┌─ READING PASSAGE
Ask Dr. Doug: Typical Toddler Behavior or ADHD?
Q: We have a very rambunctious 3-year-old. I know that’s pretty normal for this age, but he doesn’t seem able to really focus on things, even bedtime stories. I’m wondering whether there are any early warning signs for ADHD that I should know about – should I have him tested at this age? What can we do to support him besides medication if he does have ADHD? Would behavior therapy help?
A: Three is exhausting, isn’t it? In addition to all that energy, 3-year-olds add a dose of independence and negativity. “No!” enters their vocabulary more and more. Attention spans are short and tantrums can get more intense. The behavior you’re describing sounds developmentally normal to me (which I know doesn’t make the tough days easier!), but I would encourage you to meet with your pediatrician to discuss your concerns and think of some helpful supports.
ADHD is a specific grouping of behavioral symptoms that includes impulsivity, hyperactivity, and inattention – often with big emotional responses and trouble shifting from one thing to the next. Think of ADHD as less “not able to pay attention” and more “trouble regulating attention and emotion.” Kids with ADHD can even get “hyperfocused” on engaging activities, but often have a hard time showing regulation in other situations.
At the same time, I often worry we’re too quick to label behavior a “disease.” Children demonstrate a remarkable level of neurodiversity. That means developmental differences exist along a spectrum and, in many cases with the right supports, can function as strengths in life. In my practice, I approach behavioral concerns by considering whether it is causing impairment or distress. What usually matters more than labels is supporting families to ensure a child’s highest level of functioning with a growth mindset. This means considering a child’s history, environment, nutrition, and sleep when thinking about treatment. Evidence-based therapies, such as parent-child interaction therapy, can be very helpful. Medication may play an important role, but should never be a knee-jerk response.
└─
┌─ RECORDS PROVIDED
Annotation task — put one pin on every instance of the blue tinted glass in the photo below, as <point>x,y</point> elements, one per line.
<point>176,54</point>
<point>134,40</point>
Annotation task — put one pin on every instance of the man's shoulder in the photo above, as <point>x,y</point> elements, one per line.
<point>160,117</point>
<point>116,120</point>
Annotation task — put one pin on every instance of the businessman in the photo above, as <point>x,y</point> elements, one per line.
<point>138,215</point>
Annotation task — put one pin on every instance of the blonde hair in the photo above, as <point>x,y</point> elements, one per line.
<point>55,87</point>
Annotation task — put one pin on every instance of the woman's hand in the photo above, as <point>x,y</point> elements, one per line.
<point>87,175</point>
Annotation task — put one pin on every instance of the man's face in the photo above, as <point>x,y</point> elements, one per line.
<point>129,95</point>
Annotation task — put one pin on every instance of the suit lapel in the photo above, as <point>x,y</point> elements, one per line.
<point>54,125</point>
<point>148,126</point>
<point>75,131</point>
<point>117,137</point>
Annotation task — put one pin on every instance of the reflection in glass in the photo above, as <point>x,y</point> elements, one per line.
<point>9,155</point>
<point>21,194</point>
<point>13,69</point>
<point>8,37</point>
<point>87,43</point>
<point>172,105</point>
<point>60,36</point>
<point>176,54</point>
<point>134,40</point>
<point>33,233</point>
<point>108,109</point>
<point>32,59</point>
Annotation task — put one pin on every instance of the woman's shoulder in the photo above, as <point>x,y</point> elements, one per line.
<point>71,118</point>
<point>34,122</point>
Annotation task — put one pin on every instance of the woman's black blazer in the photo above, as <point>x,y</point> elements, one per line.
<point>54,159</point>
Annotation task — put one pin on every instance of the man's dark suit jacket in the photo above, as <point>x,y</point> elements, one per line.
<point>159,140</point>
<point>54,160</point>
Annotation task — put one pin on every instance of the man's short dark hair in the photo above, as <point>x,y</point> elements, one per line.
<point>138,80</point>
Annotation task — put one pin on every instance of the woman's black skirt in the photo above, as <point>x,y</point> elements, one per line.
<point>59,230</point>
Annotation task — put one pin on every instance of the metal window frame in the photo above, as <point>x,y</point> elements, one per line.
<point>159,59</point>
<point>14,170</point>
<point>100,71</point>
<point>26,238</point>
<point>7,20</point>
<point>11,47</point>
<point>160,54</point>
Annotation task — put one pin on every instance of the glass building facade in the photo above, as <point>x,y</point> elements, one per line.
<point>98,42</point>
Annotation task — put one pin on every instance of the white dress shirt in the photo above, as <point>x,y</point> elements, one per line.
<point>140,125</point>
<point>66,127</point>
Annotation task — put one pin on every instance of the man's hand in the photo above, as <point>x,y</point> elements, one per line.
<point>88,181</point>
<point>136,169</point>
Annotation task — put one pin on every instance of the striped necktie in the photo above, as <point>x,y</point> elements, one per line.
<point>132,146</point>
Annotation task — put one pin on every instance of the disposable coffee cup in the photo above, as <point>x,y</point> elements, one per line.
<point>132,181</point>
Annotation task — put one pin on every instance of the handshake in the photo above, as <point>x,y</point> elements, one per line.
└─
TASK OBJECTIVE
Reproduce the ADHD advice text between "ADHD is a specific" and "in other situations.", inclusive, substituting "restlessness" for "hyperactivity".

WRITTEN ANSWER
ADHD is a specific grouping of behavioral symptoms that includes impulsivity, restlessness, and inattention – often with big emotional responses and trouble shifting from one thing to the next. Think of ADHD as less “not able to pay attention” and more “trouble regulating attention and emotion.” Kids with ADHD can even get “hyperfocused” on engaging activities, but often have a hard time showing regulation in other situations.